INFORMATION GIVEN =
----
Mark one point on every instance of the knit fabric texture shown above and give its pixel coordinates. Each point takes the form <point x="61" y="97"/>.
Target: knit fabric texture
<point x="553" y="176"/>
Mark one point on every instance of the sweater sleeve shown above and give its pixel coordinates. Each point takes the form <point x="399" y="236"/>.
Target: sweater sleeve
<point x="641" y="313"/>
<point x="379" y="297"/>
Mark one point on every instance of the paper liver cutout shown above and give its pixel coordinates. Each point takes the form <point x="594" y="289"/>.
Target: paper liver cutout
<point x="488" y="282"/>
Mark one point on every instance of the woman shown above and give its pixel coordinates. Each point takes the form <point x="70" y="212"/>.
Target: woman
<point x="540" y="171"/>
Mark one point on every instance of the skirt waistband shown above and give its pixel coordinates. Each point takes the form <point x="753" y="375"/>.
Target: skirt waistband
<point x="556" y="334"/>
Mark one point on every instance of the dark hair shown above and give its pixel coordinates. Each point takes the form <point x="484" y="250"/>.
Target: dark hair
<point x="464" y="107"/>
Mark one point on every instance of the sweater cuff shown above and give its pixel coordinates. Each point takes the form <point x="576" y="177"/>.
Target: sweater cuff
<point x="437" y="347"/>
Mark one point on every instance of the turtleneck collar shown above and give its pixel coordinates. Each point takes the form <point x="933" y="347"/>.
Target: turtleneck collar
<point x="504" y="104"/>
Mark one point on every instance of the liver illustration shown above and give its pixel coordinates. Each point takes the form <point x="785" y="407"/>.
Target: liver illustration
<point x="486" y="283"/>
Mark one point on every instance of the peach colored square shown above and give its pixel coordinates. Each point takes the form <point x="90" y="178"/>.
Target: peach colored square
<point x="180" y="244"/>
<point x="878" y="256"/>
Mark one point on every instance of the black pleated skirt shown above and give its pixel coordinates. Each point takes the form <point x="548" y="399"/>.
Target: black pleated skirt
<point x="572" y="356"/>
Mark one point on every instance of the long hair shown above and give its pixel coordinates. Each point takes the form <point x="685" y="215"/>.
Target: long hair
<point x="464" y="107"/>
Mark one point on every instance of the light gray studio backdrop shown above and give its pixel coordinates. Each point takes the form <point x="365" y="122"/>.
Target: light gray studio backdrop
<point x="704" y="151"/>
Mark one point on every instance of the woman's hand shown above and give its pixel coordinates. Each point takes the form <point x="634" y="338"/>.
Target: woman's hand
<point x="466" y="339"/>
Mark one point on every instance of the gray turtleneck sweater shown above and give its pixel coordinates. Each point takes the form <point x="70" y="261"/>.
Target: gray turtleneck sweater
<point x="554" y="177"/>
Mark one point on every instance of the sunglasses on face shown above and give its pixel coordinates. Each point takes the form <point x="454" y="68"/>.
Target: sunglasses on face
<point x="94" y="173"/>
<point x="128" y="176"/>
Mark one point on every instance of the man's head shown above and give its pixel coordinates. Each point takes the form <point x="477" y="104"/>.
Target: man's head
----
Retype every one of the items above word for word, keeping each line as it appears.

FINAL RESULT =
Mark one point on every instance of the knit fabric texture shown above and give its pixel coordinates. Each point takes the form <point x="61" y="97"/>.
Target: knit fabric texture
<point x="553" y="176"/>
Mark one point on every instance of the sweater sleeve shown above and give its pixel coordinates. Each point takes the form <point x="399" y="236"/>.
Target: sweater sleeve
<point x="641" y="313"/>
<point x="379" y="297"/>
Mark one point on every instance of the paper liver cutout shown above and give its pixel coordinates. Each point takes the form <point x="594" y="289"/>.
Target: paper liver cutout
<point x="488" y="282"/>
Mark one point on every instance of the woman shown above and give its pixel coordinates. Each point takes the form <point x="70" y="212"/>.
Target: woman
<point x="540" y="171"/>
Mark one point on every instance of the skirt waistband shown above and give its pixel coordinates. Each point takes the form <point x="753" y="375"/>.
Target: skirt waistband
<point x="556" y="334"/>
Mark one point on every instance of the dark hair shown above and give its pixel coordinates. Each point takes the form <point x="484" y="250"/>.
Target: dark hair
<point x="464" y="107"/>
Mark one point on every instance of the sweater cuff shown above and give its pixel coordinates. Each point takes the form <point x="576" y="177"/>.
Target: sweater cuff
<point x="437" y="347"/>
Mark one point on every instance of the turtleneck collar shown above and give its pixel coordinates. Each point takes the form <point x="933" y="347"/>.
Target: turtleneck collar
<point x="504" y="104"/>
Mark one point on every instance of the liver illustration shown above and give its pixel coordinates. Each point takes the form <point x="785" y="407"/>.
Target: liver illustration
<point x="486" y="283"/>
Mark one point on every instance of the peach colored square shown above and give its pixel coordinates. Each point takes the form <point x="90" y="178"/>.
Target: peach colored square
<point x="180" y="244"/>
<point x="878" y="256"/>
Mark one point on every instance of the black pleated skirt shown above and give its pixel coordinates. Each point takes the form <point x="548" y="399"/>.
Target: black pleated skirt
<point x="572" y="356"/>
Mark one point on every instance of the long hair shown above and give its pixel coordinates. Each point takes the form <point x="685" y="215"/>.
Target: long hair
<point x="464" y="107"/>
Mark one point on every instance of the light gray studio backdrop shown above and give its pixel coordinates. Each point takes the form <point x="365" y="122"/>.
Target: light gray studio backdrop
<point x="704" y="151"/>
Mark one point on every instance of the woman's hand shown above and give its pixel coordinates. Each point takes the form <point x="634" y="338"/>.
Target: woman's hand
<point x="466" y="339"/>
Mark one point on every instance of the gray turtleneck sweater shown above and give its pixel coordinates. Each point takes the form <point x="70" y="261"/>.
Target: gray turtleneck sweater
<point x="554" y="177"/>
Mark one point on every instance of the sunglasses on face shown above and give its pixel coordinates. Each point takes the form <point x="454" y="68"/>.
Target: sunglasses on face
<point x="94" y="173"/>
<point x="128" y="176"/>
Mark one point on every instance of the man's head shown above and give its pixel coordinates. Each point takes the form <point x="477" y="104"/>.
Target: man's head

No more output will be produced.